▶ [Task statement]: Count the lines in the items below that contain the string "petal", treating uppercase and lowercase as different. Reply with the number only.

= = = =

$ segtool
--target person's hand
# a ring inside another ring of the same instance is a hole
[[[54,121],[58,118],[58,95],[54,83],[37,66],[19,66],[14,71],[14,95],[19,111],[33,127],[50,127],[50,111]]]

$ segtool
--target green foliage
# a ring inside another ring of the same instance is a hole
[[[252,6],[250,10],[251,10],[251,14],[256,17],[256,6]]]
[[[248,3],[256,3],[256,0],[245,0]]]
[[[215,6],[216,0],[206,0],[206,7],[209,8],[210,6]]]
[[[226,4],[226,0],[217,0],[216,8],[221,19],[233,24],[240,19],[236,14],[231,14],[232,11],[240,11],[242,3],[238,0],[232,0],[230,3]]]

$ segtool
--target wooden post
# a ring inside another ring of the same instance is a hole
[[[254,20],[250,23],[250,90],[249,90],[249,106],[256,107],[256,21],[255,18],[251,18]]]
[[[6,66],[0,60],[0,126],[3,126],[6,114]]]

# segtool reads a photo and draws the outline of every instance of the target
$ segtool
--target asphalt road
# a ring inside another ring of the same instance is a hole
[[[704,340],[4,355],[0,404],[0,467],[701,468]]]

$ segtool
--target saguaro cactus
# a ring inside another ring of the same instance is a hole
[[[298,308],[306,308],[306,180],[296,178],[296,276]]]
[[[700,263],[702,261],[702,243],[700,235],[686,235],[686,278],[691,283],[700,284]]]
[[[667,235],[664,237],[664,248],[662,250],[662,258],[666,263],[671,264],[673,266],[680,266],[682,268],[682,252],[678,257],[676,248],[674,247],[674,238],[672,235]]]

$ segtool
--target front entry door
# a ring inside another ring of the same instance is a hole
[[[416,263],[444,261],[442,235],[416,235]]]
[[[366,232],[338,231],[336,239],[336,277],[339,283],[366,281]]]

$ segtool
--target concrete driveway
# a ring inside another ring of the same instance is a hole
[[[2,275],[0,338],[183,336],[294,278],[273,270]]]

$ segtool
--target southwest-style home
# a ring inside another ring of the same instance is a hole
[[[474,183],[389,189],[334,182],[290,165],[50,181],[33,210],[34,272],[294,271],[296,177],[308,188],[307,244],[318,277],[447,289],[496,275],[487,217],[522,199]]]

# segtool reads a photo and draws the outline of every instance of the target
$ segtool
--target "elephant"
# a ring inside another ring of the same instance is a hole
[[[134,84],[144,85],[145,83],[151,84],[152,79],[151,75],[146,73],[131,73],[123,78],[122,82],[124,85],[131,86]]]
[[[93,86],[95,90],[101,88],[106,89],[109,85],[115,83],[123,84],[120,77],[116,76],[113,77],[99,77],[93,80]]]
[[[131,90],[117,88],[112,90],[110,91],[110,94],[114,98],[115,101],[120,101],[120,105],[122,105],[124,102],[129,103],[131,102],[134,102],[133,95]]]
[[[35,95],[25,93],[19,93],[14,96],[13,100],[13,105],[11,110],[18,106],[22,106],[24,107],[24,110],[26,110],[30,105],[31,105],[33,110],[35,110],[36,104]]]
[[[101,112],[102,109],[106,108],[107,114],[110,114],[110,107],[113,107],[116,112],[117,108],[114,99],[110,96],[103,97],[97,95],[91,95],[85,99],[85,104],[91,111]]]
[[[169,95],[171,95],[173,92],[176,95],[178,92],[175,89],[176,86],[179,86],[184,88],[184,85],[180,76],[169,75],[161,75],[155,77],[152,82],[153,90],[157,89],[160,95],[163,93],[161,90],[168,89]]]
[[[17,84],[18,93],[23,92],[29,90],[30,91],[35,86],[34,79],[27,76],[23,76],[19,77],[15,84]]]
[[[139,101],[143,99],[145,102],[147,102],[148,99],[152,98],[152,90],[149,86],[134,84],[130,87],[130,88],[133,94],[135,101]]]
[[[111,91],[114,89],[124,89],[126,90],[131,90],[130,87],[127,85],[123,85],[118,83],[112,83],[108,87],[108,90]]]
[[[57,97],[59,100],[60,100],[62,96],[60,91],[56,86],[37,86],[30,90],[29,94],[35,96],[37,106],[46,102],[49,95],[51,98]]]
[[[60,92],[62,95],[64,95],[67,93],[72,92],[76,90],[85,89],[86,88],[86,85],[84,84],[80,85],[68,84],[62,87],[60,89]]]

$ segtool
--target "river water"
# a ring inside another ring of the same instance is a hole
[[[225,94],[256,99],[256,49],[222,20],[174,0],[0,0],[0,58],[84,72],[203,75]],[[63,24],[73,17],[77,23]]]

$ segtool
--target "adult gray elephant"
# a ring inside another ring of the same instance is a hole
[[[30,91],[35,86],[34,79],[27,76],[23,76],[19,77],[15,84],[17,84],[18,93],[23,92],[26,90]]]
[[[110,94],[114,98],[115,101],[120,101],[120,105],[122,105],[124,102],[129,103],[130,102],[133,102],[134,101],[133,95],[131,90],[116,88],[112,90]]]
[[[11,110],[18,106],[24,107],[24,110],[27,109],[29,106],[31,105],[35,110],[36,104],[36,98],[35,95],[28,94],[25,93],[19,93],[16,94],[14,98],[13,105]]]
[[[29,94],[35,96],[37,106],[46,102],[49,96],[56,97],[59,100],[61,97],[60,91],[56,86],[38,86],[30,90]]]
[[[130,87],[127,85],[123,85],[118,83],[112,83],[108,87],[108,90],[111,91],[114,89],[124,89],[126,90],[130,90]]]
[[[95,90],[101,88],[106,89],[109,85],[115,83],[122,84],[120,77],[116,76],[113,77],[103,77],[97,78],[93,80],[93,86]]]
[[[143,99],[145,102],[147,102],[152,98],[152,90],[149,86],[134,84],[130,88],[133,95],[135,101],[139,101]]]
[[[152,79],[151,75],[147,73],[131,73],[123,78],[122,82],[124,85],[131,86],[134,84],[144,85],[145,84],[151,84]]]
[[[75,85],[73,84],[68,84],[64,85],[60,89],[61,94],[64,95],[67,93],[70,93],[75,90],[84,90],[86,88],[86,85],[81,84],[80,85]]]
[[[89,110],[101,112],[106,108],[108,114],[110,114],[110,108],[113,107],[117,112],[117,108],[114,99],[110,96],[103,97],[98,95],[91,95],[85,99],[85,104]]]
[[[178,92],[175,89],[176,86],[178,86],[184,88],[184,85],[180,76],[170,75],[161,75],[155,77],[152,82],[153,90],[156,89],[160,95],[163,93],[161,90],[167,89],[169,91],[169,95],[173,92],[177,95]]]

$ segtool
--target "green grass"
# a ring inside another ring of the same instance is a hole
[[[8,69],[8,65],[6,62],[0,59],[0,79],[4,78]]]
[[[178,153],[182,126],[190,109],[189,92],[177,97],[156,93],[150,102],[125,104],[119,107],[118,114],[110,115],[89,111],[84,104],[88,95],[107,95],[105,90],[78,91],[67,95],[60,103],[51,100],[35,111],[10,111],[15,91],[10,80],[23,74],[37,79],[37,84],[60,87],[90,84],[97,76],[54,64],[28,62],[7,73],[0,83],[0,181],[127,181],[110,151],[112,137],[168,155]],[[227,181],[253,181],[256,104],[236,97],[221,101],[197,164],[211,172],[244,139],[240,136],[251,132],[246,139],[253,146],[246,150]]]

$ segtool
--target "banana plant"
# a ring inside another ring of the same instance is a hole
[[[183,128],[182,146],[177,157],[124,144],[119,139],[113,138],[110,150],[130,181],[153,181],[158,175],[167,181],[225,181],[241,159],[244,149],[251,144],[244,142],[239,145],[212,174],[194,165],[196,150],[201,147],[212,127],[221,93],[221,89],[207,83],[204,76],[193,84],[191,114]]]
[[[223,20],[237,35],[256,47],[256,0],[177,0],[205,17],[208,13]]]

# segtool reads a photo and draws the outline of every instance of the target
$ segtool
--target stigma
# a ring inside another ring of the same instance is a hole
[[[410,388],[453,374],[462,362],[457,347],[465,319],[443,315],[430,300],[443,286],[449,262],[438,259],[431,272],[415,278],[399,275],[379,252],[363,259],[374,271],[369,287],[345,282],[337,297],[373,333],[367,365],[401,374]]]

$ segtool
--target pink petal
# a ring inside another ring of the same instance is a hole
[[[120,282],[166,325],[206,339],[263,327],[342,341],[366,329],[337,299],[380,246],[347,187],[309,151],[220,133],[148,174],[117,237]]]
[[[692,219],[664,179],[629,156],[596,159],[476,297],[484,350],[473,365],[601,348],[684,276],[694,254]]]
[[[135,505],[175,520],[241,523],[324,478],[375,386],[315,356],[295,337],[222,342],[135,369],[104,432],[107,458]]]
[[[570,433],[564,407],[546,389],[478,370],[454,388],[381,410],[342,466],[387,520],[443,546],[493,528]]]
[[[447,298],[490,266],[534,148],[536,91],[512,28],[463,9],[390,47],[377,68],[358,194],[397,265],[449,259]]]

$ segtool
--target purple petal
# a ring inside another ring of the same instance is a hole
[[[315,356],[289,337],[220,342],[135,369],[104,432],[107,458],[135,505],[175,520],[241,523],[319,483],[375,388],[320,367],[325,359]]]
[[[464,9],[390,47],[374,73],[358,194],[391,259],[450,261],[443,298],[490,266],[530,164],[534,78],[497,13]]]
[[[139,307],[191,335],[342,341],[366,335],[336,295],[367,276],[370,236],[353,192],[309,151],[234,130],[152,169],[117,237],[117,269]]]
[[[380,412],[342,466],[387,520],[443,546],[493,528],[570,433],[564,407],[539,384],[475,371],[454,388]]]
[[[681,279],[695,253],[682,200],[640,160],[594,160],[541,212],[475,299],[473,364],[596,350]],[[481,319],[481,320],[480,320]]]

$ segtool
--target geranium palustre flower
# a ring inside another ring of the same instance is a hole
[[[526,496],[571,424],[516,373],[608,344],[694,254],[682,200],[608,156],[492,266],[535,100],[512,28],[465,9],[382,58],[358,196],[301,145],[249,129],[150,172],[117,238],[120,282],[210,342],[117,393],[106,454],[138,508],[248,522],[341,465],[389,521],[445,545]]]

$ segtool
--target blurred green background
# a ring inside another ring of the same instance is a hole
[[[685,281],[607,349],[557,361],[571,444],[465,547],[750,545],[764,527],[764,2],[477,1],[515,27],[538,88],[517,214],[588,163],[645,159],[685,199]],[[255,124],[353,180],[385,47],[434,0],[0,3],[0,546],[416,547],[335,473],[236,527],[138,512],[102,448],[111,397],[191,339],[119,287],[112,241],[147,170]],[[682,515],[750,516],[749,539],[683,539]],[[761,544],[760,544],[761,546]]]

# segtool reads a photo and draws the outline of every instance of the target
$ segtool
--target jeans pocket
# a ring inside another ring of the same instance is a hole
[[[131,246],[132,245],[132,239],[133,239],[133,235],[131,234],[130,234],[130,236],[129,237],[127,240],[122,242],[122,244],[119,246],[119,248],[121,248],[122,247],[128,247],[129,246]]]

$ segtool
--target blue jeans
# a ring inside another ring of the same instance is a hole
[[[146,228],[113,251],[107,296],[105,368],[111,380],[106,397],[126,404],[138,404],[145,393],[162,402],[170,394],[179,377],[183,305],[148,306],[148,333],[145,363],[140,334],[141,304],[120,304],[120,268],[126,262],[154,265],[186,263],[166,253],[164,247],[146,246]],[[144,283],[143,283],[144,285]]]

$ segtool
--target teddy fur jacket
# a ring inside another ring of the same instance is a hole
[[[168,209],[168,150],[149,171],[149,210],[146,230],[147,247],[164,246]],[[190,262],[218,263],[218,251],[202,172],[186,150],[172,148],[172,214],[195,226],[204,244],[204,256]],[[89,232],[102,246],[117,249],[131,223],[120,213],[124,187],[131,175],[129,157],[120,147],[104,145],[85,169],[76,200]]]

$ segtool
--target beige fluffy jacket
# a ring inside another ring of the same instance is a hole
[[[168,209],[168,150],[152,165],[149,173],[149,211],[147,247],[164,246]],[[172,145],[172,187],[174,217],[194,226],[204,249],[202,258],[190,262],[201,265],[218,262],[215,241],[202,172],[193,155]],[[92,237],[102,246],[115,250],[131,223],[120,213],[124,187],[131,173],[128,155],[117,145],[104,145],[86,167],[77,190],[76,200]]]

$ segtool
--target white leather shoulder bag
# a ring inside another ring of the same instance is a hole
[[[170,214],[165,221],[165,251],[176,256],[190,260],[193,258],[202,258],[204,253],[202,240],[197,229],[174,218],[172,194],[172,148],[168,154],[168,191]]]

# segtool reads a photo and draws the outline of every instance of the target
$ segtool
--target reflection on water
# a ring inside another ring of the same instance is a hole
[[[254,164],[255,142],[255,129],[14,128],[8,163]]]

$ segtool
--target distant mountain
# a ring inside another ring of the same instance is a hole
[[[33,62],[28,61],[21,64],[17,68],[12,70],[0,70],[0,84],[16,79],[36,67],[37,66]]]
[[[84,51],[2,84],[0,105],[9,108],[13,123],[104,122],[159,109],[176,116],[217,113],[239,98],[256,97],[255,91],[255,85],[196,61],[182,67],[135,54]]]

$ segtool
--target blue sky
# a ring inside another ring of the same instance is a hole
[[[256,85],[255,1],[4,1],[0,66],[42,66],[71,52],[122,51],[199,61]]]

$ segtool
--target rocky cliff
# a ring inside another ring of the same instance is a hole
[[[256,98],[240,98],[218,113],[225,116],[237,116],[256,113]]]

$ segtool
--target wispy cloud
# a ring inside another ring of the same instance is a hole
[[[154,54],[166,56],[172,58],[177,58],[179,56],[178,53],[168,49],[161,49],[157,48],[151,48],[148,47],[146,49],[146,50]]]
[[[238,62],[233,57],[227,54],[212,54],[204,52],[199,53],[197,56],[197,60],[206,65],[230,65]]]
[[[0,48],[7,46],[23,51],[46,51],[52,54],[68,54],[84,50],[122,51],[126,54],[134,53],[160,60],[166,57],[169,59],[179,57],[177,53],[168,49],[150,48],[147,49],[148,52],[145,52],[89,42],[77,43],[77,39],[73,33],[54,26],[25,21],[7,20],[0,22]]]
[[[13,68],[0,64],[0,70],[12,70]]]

= = = =

▶ [Response]: 2